>> begin Data for processing

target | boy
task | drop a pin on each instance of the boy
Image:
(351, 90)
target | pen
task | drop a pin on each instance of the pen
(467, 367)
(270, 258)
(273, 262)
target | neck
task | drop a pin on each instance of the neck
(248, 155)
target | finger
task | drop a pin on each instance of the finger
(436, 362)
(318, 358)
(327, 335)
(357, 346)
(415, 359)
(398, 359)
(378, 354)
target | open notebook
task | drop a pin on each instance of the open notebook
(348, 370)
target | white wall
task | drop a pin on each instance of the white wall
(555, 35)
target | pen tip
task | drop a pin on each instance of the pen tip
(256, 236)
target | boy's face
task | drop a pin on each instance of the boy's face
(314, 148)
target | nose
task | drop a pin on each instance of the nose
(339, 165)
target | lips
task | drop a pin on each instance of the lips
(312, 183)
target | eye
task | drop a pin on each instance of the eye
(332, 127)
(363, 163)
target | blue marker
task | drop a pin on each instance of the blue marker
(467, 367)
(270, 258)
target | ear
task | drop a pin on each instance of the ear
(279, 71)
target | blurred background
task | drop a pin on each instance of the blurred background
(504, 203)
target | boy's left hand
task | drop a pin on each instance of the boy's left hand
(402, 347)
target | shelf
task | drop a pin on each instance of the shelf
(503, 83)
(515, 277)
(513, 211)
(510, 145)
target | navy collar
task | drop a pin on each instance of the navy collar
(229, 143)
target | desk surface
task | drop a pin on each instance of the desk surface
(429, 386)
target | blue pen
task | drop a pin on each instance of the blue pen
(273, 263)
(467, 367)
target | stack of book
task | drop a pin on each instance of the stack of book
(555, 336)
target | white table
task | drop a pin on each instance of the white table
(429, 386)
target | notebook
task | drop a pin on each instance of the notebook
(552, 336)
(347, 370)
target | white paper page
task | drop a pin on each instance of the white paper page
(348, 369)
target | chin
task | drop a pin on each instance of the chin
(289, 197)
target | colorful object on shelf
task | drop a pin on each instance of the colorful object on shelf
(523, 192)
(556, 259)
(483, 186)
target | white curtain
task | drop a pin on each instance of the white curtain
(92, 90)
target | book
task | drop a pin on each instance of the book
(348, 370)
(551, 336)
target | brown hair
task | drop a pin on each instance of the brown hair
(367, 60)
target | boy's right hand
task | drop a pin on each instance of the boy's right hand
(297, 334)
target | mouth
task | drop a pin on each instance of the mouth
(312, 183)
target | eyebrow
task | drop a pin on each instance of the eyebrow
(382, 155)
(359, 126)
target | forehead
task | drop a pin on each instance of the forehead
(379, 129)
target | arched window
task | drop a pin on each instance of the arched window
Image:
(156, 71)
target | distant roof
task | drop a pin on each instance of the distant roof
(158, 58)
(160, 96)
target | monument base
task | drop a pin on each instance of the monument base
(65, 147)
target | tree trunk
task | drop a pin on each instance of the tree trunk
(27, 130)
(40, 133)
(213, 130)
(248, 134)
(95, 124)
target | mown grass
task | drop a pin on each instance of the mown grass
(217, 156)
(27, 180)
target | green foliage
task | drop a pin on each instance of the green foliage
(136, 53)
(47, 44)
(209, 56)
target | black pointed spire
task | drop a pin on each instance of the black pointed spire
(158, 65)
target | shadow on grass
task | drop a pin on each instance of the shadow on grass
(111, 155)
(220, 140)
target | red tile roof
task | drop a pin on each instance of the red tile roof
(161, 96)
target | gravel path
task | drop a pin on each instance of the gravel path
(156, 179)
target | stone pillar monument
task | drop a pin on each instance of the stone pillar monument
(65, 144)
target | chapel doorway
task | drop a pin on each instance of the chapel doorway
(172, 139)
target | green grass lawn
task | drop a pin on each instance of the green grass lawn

>> end Data for processing

Extract the lines of the records above without any change, beginning with the line that contains "target | colorful object on shelf" and continuing through the final line of the records.

Problem solution:
target | colorful object on shelf
task | drop a pin on each instance of the colorful object on shelf
(523, 192)
(556, 259)
(483, 186)
target | white curtain
task | drop a pin on each instance of the white curtain
(92, 90)
target | book
task | drop a pin on each instance of the book
(348, 370)
(551, 336)
target | brown hair
task | drop a pin on each instance of the brown hair
(367, 60)
target | boy's right hand
task | drop a pin on each instance of the boy's right hand
(297, 334)
target | mouth
task | drop a pin on each instance of the mouth
(312, 183)
target | eyebrow
task | drop a pin on each instance of the eyebrow
(382, 155)
(359, 126)
target | forehead
task | drop a pin on each instance of the forehead
(379, 129)
target | arched window
task | drop a pin on each instance of the arched window
Image:
(156, 71)
target | distant roof
task | drop a pin on each instance of the distant roof
(158, 58)
(160, 96)
target | monument base
task | drop a pin on each instance of the monument base
(65, 147)
target | tree trunk
task | drop a pin on each instance of the tree trunk
(27, 130)
(40, 133)
(213, 130)
(248, 134)
(95, 124)
target | mown grass
task | drop a pin on each instance of the mown grass
(217, 156)
(27, 180)
target | green foliage
task | drop a pin on each instance of the green foliage
(136, 53)
(47, 44)
(209, 56)
target | black pointed spire
task | drop a pin on each instance of the black pointed spire
(158, 65)
target | shadow on grass
task | drop a pin on each instance of the shadow on grass
(111, 155)
(220, 140)
target | red tile roof
task | drop a pin on each instance of the red tile roof
(161, 96)
target | gravel path
task | drop a pin on each instance of the gravel path
(156, 179)
target | stone pillar monument
task | drop a pin on each instance of the stone pillar monument
(65, 144)
target | chapel doorway
task | drop a pin on each instance of the chapel doorway
(172, 139)
target | green grass lawn
task | drop a pin on each instance of the green grass lawn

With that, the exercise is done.